Short exercise -> Write out the listing below in full and exactly, leaving out every picture.

*** Records for processing ***

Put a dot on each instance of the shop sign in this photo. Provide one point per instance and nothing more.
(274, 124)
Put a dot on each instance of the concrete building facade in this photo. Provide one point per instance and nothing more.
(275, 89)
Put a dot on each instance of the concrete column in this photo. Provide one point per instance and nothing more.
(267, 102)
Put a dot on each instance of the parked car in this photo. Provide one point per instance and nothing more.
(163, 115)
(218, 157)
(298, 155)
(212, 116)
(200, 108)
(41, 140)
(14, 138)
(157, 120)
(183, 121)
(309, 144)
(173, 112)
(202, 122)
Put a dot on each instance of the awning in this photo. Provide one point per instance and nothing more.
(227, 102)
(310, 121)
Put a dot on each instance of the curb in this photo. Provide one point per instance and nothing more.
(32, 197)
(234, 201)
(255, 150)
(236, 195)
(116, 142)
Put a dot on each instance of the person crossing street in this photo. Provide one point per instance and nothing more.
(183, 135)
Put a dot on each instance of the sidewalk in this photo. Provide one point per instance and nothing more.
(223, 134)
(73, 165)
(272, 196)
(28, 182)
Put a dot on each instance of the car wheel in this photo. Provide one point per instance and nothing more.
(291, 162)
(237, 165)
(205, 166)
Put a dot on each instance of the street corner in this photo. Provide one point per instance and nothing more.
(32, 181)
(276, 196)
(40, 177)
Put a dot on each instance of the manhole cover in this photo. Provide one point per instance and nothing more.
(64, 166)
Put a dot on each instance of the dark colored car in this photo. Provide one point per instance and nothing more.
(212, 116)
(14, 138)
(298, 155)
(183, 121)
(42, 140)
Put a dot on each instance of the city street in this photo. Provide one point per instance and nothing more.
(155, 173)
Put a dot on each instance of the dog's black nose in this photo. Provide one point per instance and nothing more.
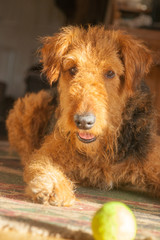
(84, 121)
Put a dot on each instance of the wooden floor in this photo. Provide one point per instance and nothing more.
(14, 235)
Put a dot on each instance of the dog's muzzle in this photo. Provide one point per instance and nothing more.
(85, 122)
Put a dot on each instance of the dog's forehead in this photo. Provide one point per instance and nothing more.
(87, 53)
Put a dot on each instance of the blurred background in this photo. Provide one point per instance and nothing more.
(22, 22)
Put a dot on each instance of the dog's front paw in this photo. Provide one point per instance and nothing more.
(46, 190)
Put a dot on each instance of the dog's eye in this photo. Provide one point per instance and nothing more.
(110, 74)
(73, 71)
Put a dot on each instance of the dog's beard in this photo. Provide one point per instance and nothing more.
(86, 137)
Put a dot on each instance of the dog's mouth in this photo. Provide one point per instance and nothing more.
(86, 137)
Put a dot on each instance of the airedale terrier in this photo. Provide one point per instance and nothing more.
(99, 128)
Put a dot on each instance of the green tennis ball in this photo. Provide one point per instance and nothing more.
(114, 221)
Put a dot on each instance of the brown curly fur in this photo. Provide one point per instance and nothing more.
(41, 126)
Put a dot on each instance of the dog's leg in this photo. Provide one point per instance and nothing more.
(46, 182)
(152, 169)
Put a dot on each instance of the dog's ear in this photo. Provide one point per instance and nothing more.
(53, 50)
(136, 58)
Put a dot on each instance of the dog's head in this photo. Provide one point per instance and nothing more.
(97, 70)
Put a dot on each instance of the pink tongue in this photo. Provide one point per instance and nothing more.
(87, 136)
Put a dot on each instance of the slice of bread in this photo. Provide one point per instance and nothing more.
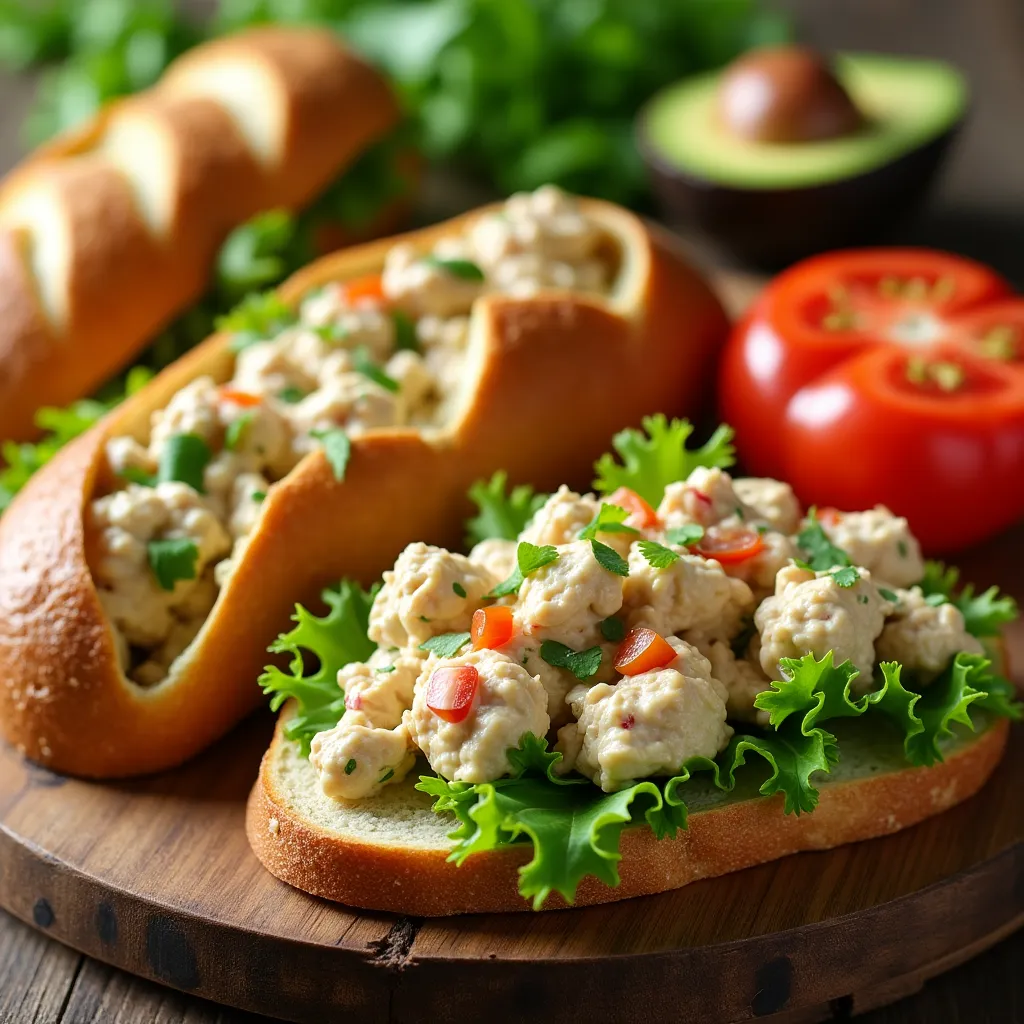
(389, 852)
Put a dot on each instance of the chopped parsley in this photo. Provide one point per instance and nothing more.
(404, 332)
(337, 449)
(609, 519)
(657, 555)
(528, 558)
(821, 554)
(685, 536)
(237, 430)
(846, 577)
(583, 664)
(291, 394)
(258, 316)
(366, 366)
(331, 333)
(609, 559)
(464, 268)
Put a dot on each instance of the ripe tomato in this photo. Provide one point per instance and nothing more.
(643, 650)
(729, 545)
(641, 514)
(492, 627)
(892, 376)
(452, 691)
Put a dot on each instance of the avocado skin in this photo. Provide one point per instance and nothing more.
(770, 228)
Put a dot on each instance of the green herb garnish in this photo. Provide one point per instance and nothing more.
(171, 559)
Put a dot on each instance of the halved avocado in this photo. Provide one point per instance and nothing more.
(771, 203)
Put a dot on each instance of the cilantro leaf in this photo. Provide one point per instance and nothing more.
(337, 450)
(501, 516)
(583, 664)
(366, 366)
(650, 463)
(609, 519)
(657, 555)
(258, 316)
(684, 536)
(464, 268)
(529, 558)
(333, 640)
(445, 645)
(609, 559)
(845, 577)
(984, 614)
(821, 553)
(172, 558)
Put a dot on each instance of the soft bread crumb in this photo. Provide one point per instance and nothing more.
(397, 816)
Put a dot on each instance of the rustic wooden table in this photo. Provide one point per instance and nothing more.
(978, 210)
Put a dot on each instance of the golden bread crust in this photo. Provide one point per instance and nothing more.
(555, 377)
(423, 883)
(110, 230)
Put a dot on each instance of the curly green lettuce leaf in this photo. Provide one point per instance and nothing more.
(502, 515)
(573, 827)
(816, 690)
(984, 614)
(653, 459)
(333, 640)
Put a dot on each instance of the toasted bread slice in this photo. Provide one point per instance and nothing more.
(389, 852)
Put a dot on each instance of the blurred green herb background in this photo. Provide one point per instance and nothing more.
(517, 92)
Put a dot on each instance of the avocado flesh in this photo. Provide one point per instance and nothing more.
(907, 103)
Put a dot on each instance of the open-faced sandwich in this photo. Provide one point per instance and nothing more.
(112, 230)
(143, 571)
(679, 654)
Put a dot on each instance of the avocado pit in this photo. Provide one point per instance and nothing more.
(785, 94)
(786, 153)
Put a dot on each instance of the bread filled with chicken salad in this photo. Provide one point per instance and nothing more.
(614, 693)
(328, 423)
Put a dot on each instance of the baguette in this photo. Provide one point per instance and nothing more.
(110, 230)
(546, 382)
(389, 852)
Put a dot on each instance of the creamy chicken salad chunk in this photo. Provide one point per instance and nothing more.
(632, 647)
(380, 351)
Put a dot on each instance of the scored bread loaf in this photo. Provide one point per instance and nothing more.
(110, 230)
(547, 380)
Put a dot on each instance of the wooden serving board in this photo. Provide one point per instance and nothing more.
(156, 877)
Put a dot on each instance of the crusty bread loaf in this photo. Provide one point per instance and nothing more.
(109, 231)
(389, 852)
(547, 381)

***

The answer ->
Put a dot on each instance of the shop sign in this photo. Provide one point per instance and nothing more.
(274, 124)
Put a dot on each instance of the concrete building facade in this photo. Provide one point per instance and nothing more.
(275, 89)
Put a dot on each instance of the concrete column in this photo. Provide one point per instance and nothing more.
(267, 102)
Put a dot on each instance of the parked car in this photo. Provide one point per instance and nothing more.
(163, 115)
(218, 157)
(298, 155)
(212, 116)
(200, 108)
(41, 140)
(14, 138)
(157, 120)
(183, 121)
(309, 144)
(173, 112)
(202, 122)
Put a dot on each instance of the awning in this photo. Provide one point per instance and nothing more.
(227, 102)
(310, 121)
Put a dot on each instance of the curb in this photo. Provide one point per instance and nothing more.
(32, 197)
(234, 201)
(255, 150)
(236, 195)
(116, 142)
Put a dot on each instance of the person crossing street in this photo. Provide one point per instance and nothing more.
(183, 135)
Put a dot on each instance of the sidewalk in this photo. Provide one point per instance and nothing more.
(223, 134)
(73, 165)
(272, 196)
(28, 182)
Put a dot on each instance of the car wheel in this photo. Provide one point per instance and nothing more.
(291, 162)
(237, 165)
(205, 166)
Put a dot on each instance of the street corner in this photo. Provide one point per instance and nothing more.
(32, 181)
(276, 196)
(40, 177)
Put a dot on each instance of the manhole cover in this photo. Provide one point per instance and nothing more.
(64, 166)
Put a dot on each instance of the dark colored car in this photo. Provide one point per instance and nothing more.
(212, 116)
(14, 138)
(298, 155)
(183, 121)
(42, 140)
Put a dot on each instance of the city street in this photo. Provide one point per instance and nothing more.
(155, 173)
Put a dot on each instance of the dog's black nose in this photo. Provide one point per instance and nothing more.
(84, 121)
Put a dot on each instance of the wooden floor in this photo. Provide one point per instance and nothing more.
(14, 235)
Put a dot on each instance of the dog's muzzle in this photo. Provide one point per instance and nothing more.
(85, 122)
Put a dot on each instance of the dog's forehead in this photo. Provide one point per instance and nothing more.
(87, 53)
Put a dot on each instance of the blurred background in this photo. Provide one point per instance and nothing more.
(22, 22)
Put a dot on each instance of the dog's front paw in this photo. Provide one point per instance and nothing more.
(46, 190)
Put a dot on each instance of the dog's eye in this photo. Provide one point per instance and nothing more.
(110, 74)
(73, 71)
Put a dot on each instance of the dog's beard in this photo. Provide one point per instance and nothing more.
(86, 137)
Put a dot on each instance of the dog's mouth in this photo. Provide one point per instance and nothing more.
(86, 137)
Put a dot on each instance of the airedale terrier in this photo. Provide one point per instance and nothing more.
(99, 128)
Put a dot on each instance of the green tennis ball in this photo. Provide one point per instance and nothing more.
(114, 221)
Put a dot on each instance of the brown curly fur in this photo. Provide one point per instance and nothing more.
(41, 126)
Put a dot on each instance of the dog's leg in this photo. Provide one point per instance and nothing more.
(46, 182)
(152, 169)
Put a dot on each instance of the dog's ear in this photo. Provide one point per instance and nothing more.
(53, 50)
(136, 58)
Put a dot on each instance of the dog's head in this photo. Provide one point per instance and nothing more.
(97, 70)
Put a dot on each instance of the pink tongue in this photo. Provide one point per instance and nothing more.
(87, 136)
Put a dot on each instance of the slice of bread in this photo. Provide one point per instance and nothing more.
(389, 852)
Put a dot on each instance of the chopped parsley in this photo. Provide one point per instance and nothing more.
(404, 332)
(337, 449)
(609, 519)
(657, 555)
(528, 558)
(821, 554)
(685, 536)
(237, 430)
(846, 577)
(583, 664)
(291, 394)
(258, 316)
(366, 366)
(331, 333)
(609, 559)
(464, 268)
Put a dot on each instance of the ripe tomato in this photo. Provide one point per instance and nothing more.
(643, 650)
(729, 545)
(641, 514)
(492, 627)
(892, 376)
(452, 691)
Put a dot on each instance of the avocado skin in this photo. Provide one point per instance and nothing more.
(770, 228)
Put a dot on each instance of the green herb garnish in this photo. Provide one point per instance and nothing more.
(171, 559)
Put a dot on each instance of the halved avocado in this photo. Provide one point per instance and nothing more.
(771, 203)
Put a dot on each instance of the cilantro leaf in this photo. Provide one point per instance and nothing more.
(337, 450)
(501, 516)
(583, 664)
(366, 366)
(650, 463)
(609, 519)
(657, 555)
(258, 316)
(684, 536)
(464, 268)
(529, 558)
(333, 640)
(445, 645)
(609, 559)
(845, 577)
(984, 614)
(821, 553)
(172, 558)
Put a dot on each instance of the soft bread crumb in this photo. Provide one point per instance and nothing more.
(397, 816)
Put a dot on each instance of the rustic wooden table in this photo. Provide one point per instance and nothing more.
(978, 210)
Put a dot on each instance of the golden bread crust in this photo. Provide one point per instance and nothing more.
(555, 377)
(423, 883)
(110, 230)
Put a dot on each instance of the curly green lettuce leaf in this photo. Provide one point per instance and nothing more.
(502, 515)
(573, 827)
(816, 690)
(984, 614)
(653, 459)
(333, 640)
Put a dot on each instance of the toasted bread slice in this photo. Provide one point per instance and nothing more.
(389, 852)
Put a dot on each instance of the blurred green herb background in this photo. Provide one point per instance and nothing more.
(517, 92)
Put a dot on each instance of the avocado flesh in this photo. Provide one point per instance and nothing more.
(907, 103)
Put a dot on each instance of the open-faced sandwich in this photo. Provide one point per instance and nothing more.
(112, 230)
(143, 571)
(679, 654)
Put a dot on each instance of the avocado pit in this photo. Provide one point per instance and nothing more.
(785, 94)
(786, 153)
Put a dot on each instance of the bread filled with chicken salad in this photo. Provide one point per instance and nothing more.
(614, 693)
(328, 423)
Put a dot on each instance of the baguette in this photo. Provide one point per instance and nothing more.
(110, 230)
(546, 382)
(389, 852)
Put a dot on each instance of the creamy chicken salad chunk in this photo. Provide one point per instance and nothing more.
(632, 647)
(380, 351)
Put a dot on each instance of the scored bread loaf in this photo. Provide one point per instance and nothing more.
(110, 230)
(547, 380)
Put a dot on each instance of the wooden serving board in this photo. Provide one point per instance and nothing more.
(156, 877)
Put a dot on each instance of the crusty bread loaf in this photo. Provide one point per instance and nothing more.
(109, 231)
(389, 852)
(547, 381)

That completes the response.